Excerpted passage: Begin
A presidential election was held in Indiana on November 8, 1864, as part of the 1864 United States presidential election. The National Union ticket of the incumbent president Abraham Lincoln and the governor of Tennessee Andrew Johnson defeated the Democratic ticket of the former commanding general of the United States Army George B. McClellan and the U.S. representative from Ohio's 1st congressional district George H. Pendleton. Lincoln defeated McClellan in the national election with 212 electoral votes.

==General election==
===Summary===
Indiana chose 13 electors in a statewide general election. Nineteenth-century presidential elections used a form of block voting that allowed voters to modify the electoral list nominated by a political party before submitting their ballots. Because voters elected each member of the Electoral College individually, electors nominated by the same party often received differing numbers of votes as a consequence of voter rolloff, split-ticket voting, or electoral fusion. This table reflects the statewide popular vote as calculated by Walter Dean Burnham in his influential study, Presidential Ballots, 1836–1892.
Excerpted passage: End
Recorded data: Begin
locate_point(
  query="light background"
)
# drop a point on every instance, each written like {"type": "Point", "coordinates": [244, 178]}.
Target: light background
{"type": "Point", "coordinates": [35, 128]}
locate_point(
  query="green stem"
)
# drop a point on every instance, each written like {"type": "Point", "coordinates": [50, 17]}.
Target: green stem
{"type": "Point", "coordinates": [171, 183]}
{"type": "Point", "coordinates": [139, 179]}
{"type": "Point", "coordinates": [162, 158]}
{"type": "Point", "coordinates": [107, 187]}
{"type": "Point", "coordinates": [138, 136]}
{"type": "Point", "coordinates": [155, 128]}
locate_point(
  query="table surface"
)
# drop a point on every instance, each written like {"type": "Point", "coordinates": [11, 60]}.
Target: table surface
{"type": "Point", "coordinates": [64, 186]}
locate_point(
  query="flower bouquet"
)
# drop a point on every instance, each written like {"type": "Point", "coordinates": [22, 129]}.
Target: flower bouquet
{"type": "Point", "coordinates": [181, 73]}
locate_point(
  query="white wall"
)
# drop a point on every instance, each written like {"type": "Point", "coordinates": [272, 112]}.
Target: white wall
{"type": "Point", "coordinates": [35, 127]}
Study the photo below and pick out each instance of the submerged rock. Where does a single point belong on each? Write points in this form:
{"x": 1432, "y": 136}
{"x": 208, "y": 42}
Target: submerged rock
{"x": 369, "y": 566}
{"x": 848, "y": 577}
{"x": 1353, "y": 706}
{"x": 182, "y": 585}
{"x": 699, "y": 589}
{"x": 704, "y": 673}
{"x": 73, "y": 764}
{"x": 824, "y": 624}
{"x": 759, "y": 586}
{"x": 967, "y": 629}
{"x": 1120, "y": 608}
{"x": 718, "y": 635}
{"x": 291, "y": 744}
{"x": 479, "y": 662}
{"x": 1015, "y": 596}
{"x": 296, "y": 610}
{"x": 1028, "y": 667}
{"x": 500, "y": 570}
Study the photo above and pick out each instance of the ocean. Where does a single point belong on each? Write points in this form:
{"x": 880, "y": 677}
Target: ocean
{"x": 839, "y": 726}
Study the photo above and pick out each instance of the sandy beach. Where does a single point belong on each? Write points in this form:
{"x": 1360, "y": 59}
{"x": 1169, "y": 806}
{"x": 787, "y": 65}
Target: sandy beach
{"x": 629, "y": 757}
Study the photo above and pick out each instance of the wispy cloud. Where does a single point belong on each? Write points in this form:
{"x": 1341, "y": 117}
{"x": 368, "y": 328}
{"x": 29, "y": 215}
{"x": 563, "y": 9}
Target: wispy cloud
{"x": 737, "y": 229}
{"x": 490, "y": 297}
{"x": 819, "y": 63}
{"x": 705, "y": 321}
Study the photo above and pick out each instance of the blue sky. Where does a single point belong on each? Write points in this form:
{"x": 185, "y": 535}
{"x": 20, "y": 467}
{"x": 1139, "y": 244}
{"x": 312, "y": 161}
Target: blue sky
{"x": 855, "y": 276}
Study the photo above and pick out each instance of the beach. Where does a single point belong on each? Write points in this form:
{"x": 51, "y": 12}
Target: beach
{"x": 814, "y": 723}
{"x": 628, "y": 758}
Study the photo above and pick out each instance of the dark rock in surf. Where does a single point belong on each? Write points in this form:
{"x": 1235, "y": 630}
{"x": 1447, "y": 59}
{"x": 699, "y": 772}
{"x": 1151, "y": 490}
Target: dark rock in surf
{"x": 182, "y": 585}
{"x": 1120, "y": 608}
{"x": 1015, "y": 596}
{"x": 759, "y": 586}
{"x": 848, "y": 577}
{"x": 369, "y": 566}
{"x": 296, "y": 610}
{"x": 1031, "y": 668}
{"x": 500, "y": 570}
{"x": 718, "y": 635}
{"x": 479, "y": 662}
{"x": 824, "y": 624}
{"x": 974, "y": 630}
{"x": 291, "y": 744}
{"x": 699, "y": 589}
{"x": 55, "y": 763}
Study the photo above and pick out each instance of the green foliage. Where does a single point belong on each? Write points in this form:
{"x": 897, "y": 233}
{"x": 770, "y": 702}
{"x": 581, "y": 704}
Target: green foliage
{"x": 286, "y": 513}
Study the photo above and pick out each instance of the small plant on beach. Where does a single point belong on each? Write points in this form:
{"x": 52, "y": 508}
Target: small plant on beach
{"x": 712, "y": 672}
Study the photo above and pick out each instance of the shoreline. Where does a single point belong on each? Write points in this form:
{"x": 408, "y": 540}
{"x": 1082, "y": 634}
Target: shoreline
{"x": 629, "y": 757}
Recorded data: End
→ What you need to do:
**a)** According to the passage on Indiana's 1864 presidential election, how many electors did Indiana choose?
**b)** Reproduce everything in the passage on Indiana's 1864 presidential election from "A presidential election" down to "212 electoral votes.".
The material that comes after the passage on Indiana's 1864 presidential election is a separate set of records.

→ List of solutions:
**a)** Indiana chose 13 electors.

**b)**
A presidential election was held in Indiana on November 8, 1864, as part of the 1864 United States presidential election. The National Union ticket of the incumbent president Abraham Lincoln and the governor of Tennessee Andrew Johnson defeated the Democratic ticket of the former commanding general of the United States Army George B. McClellan and the U.S. representative from Ohio's 1st congressional district George H. Pendleton. Lincoln defeated McClellan in the national election with 212 electoral votes.